Personal information
- Full name: Jordi Pablo Ripollés
- Date of birth: 1 January 1990 (age 36)
- Place of birth: Vinaròs, Spain
- Height: 1.73 m (5 ft 8 in)
- Position: Midfielder

Team information
- Current team: La Roda (assistant)

Youth career
- Vinaròs
- 1998–2006: Villarreal

Senior career*
- Years: Team / Apps / (Gls)
- 2006–2009: Villarreal B / 45 / (1)
- 2007–2008: Villarreal C / 12 / (1)
- 2009: Villarreal / 2 / (0)
- 2009–2011: Málaga / 0 / (0)
- 2010–2011: → Cartagena (loan) / 0 / (0)
- 2011–2012: Villarreal B / 3 / (0)
- 2012: Atlético Madrid B / 0 / (0)
- 2012–2014: La Roda / 68 / (6)
- 2014–2015: Mirandés / 32 / (0)
- 2015–2016: Socuéllamos / 11 / (0)
- 2016: La Roda / 2 / (0)
- Total:  / 175 / (8)

International career
- 2005–2006: Spain U15 / 2 / (0)
- 2005: Spain U16 / 1 / (0)
- 2006–2007: Spain U17 / 10 / (4)
- 2008–2009: Spain U19 / 13 / (2)

Managerial career
- 2016–: La Roda (assistant)

= Jordi Pablo =

Spanish footballer

Jordi Pablo Ripollés (born 1 January 1990) is a Spanish former footballer who played as a right midfielder, and the current assistant manager of La Roda CF.

Having started out at Villarreal and excelling for Spain at youth level, his senior career was blighted by injuries.

==Club career==
Born in Vinaròs, Province of Castellón, Jordi Pablo began his career with local Vinaròs CF, joining Villarreal CF's youth system at the age of 8. He made his debut for the first team of the latter in April 2009, appearing in two consecutive defeats: 0–2 at home against Málaga CF for La Liga and 0–3 at Arsenal in the UEFA Champions League– this was due to the injury of Santi Cazorla, lost for the season also in that month.

In late July 2009, Jordi Pablo joined Málaga on a four-year deal, with Villarreal retaining a rebuying option in the first three. Late into preseason he suffered a severe knee injury against Levante UD, going on to miss the entire 2009–10.

On 17 August 2010, Jordi Pablo was loaned to FC Cartagena in the second division. However, in the Murcian team's first pre-season match, he injured his right leg, being sidelined for the first months of the new campaign and again failing to play in any competitive games.

• Source material:
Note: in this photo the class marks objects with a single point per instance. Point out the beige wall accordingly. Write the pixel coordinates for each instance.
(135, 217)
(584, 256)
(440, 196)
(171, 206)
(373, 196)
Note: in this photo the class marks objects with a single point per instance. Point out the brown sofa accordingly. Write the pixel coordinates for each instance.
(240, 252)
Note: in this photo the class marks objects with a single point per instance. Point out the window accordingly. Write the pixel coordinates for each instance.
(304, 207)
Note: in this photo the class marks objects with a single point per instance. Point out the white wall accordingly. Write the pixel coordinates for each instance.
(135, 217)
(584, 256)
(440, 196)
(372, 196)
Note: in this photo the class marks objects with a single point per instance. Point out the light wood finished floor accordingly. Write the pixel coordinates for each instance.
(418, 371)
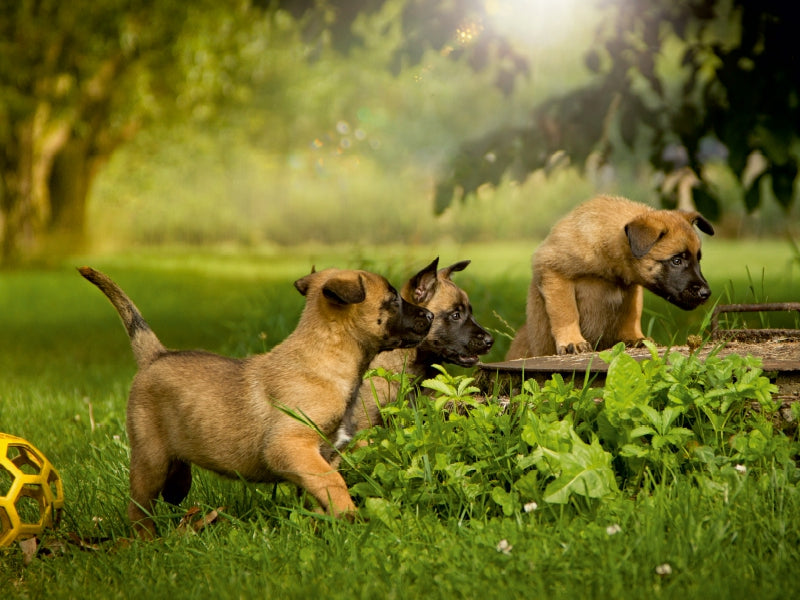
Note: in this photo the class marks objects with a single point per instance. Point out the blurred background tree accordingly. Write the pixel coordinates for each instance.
(242, 110)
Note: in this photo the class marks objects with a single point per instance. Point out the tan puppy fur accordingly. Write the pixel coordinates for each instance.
(455, 338)
(231, 415)
(589, 274)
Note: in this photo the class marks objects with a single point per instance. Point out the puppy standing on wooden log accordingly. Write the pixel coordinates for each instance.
(455, 338)
(589, 273)
(230, 415)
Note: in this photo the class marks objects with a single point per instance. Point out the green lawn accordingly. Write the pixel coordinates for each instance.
(65, 366)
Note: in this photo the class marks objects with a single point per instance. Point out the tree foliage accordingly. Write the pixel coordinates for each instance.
(80, 78)
(686, 83)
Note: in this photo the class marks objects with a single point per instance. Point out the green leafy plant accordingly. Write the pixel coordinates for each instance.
(662, 419)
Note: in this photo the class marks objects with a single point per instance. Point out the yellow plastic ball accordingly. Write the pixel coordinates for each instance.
(31, 494)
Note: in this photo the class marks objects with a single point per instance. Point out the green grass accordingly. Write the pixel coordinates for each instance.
(64, 351)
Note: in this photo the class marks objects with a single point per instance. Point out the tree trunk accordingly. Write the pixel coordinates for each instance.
(18, 210)
(69, 183)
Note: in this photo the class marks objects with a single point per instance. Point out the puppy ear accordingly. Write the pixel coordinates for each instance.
(423, 285)
(695, 218)
(343, 291)
(642, 235)
(459, 266)
(303, 283)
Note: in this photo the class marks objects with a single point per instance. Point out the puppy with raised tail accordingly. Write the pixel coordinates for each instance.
(590, 272)
(244, 417)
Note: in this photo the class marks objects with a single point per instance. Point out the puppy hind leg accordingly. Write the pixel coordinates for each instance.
(301, 463)
(147, 478)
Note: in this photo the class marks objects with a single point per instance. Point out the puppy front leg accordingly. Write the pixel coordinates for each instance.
(562, 310)
(630, 321)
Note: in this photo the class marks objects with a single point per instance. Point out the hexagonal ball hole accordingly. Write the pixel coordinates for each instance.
(30, 504)
(24, 460)
(6, 479)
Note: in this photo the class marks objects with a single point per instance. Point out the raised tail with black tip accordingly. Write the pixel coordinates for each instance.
(146, 345)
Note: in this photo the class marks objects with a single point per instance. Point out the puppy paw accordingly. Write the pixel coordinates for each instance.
(637, 342)
(574, 347)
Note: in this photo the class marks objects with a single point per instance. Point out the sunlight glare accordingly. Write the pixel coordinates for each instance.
(539, 23)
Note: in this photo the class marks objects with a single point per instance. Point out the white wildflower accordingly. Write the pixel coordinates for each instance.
(504, 547)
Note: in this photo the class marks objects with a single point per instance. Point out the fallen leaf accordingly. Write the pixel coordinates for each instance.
(191, 524)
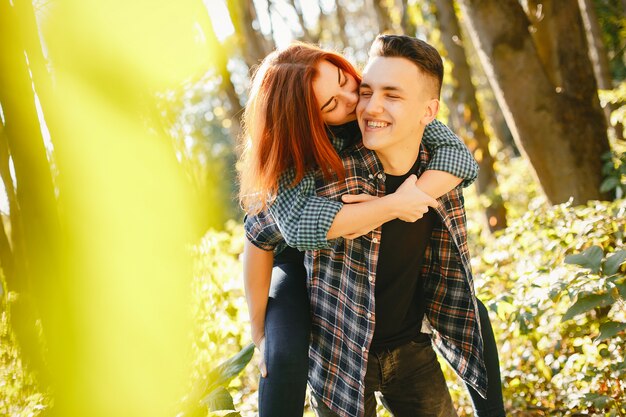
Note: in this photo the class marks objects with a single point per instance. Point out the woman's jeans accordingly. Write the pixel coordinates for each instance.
(287, 333)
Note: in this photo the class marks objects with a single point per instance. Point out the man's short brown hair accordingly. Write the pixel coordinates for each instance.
(422, 54)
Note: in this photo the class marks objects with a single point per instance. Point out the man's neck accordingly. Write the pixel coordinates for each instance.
(399, 160)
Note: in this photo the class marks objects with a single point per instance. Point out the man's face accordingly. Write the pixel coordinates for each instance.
(393, 99)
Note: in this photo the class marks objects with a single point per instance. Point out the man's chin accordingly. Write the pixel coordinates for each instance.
(371, 142)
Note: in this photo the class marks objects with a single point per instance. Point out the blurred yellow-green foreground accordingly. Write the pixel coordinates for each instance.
(96, 242)
(118, 123)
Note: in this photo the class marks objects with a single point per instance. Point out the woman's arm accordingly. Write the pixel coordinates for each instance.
(449, 158)
(257, 273)
(307, 221)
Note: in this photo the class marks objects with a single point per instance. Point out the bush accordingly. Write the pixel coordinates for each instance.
(559, 326)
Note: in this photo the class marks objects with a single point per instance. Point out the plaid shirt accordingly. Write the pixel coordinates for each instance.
(304, 219)
(342, 283)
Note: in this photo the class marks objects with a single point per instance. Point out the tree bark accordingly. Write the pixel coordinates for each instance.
(253, 45)
(382, 15)
(341, 24)
(408, 26)
(561, 129)
(471, 121)
(599, 59)
(36, 227)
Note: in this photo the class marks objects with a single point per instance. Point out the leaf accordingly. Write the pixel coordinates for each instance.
(590, 258)
(610, 329)
(230, 368)
(219, 399)
(613, 262)
(585, 302)
(609, 184)
(224, 413)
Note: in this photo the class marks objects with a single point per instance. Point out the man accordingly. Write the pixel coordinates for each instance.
(393, 275)
(368, 295)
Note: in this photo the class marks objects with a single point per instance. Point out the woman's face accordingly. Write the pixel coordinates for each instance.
(336, 92)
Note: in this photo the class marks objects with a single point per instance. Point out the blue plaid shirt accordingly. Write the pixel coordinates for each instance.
(304, 218)
(342, 280)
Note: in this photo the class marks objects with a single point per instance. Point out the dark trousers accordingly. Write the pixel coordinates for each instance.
(287, 333)
(410, 380)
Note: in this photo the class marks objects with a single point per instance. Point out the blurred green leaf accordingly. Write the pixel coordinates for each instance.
(613, 262)
(609, 184)
(230, 368)
(219, 399)
(224, 413)
(610, 329)
(590, 258)
(586, 302)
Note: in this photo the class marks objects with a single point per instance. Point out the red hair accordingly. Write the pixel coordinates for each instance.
(283, 125)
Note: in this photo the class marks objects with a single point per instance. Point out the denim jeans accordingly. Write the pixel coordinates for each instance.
(410, 380)
(287, 333)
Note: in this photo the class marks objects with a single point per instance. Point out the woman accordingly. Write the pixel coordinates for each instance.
(300, 98)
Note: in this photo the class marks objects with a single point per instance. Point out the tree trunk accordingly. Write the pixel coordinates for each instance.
(466, 108)
(543, 32)
(560, 128)
(253, 45)
(35, 224)
(341, 24)
(385, 24)
(599, 59)
(408, 26)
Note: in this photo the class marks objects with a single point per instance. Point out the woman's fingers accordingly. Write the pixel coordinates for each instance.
(357, 198)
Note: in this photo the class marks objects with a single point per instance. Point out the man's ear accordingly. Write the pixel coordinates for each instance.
(430, 112)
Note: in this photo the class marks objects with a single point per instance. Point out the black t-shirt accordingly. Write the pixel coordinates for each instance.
(399, 285)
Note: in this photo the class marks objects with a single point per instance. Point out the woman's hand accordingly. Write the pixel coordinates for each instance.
(409, 202)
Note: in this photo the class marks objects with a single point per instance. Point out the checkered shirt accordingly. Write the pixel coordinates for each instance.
(304, 219)
(342, 281)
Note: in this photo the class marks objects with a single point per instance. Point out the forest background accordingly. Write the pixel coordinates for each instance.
(120, 236)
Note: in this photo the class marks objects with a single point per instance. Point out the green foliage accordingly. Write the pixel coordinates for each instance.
(20, 395)
(220, 333)
(555, 284)
(614, 170)
(212, 395)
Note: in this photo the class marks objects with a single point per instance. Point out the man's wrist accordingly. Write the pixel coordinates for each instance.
(257, 340)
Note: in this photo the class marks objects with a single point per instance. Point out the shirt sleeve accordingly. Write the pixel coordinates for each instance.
(302, 217)
(449, 153)
(262, 231)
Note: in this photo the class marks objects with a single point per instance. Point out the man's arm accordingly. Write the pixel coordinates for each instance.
(307, 221)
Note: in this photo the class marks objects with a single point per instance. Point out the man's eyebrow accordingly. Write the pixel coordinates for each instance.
(384, 87)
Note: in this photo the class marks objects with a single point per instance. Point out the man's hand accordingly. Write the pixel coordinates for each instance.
(357, 198)
(262, 366)
(410, 202)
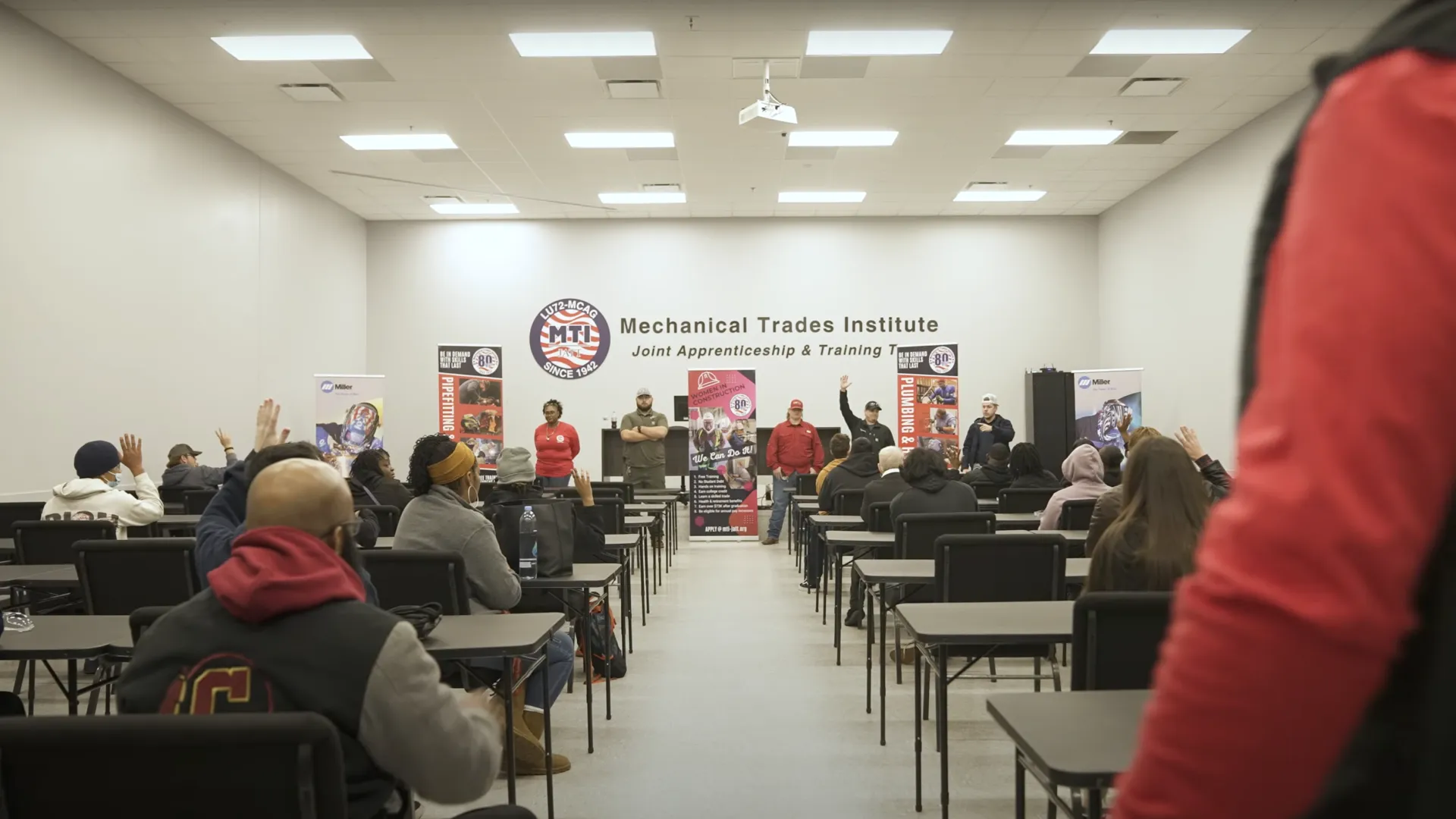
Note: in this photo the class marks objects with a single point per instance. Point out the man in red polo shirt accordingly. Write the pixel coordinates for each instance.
(794, 449)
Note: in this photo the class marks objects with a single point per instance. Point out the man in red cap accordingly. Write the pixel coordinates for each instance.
(794, 449)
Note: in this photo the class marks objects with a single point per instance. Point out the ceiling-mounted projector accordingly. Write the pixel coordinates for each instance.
(767, 112)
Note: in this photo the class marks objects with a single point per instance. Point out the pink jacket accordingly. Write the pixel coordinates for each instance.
(1084, 468)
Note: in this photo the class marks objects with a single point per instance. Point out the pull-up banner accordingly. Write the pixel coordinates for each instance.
(723, 472)
(927, 395)
(471, 409)
(348, 417)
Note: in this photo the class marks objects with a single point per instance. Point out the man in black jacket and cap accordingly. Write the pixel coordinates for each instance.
(868, 428)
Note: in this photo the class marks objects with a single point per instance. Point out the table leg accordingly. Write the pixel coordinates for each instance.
(510, 730)
(918, 779)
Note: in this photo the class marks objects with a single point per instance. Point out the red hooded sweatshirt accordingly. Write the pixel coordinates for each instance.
(277, 570)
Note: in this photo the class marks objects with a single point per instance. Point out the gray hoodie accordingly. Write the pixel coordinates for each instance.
(438, 521)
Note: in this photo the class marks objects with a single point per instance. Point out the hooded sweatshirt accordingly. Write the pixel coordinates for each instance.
(854, 474)
(934, 493)
(92, 499)
(1084, 468)
(284, 627)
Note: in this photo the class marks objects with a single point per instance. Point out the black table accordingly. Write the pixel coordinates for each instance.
(481, 637)
(585, 576)
(71, 639)
(849, 541)
(1074, 739)
(940, 626)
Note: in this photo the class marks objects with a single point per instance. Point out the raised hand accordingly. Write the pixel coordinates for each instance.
(131, 453)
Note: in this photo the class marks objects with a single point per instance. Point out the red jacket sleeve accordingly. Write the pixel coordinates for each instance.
(1307, 573)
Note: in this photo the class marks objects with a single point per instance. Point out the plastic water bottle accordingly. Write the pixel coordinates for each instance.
(528, 554)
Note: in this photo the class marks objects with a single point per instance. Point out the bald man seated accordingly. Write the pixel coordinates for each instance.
(284, 627)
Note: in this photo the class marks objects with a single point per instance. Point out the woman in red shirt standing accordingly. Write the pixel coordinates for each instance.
(557, 445)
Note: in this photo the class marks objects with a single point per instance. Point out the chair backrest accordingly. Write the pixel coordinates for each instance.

• Problems to work on:
1 – In the Jordi Pablo article, at what age did he join Villarreal CF's youth system?
2 – Copy word for word the part of the Jordi Pablo article starting with "- 2007–2008: Villarreal" and going on through "Mirandés / 32 / (0)".

• Answers to the exercise:
1 – At the age of 8.

2 –
- 2007–2008: Villarreal C / 12 / (1)
- 2009: Villarreal / 2 / (0)
- 2009–2011: Málaga / 0 / (0)
- 2010–2011: → Cartagena (loan) / 0 / (0)
- 2011–2012: Villarreal B / 3 / (0)
- 2012: Atlético Madrid B / 0 / (0)
- 2012–2014: La Roda / 68 / (6)
- 2014–2015: Mirandés / 32 / (0)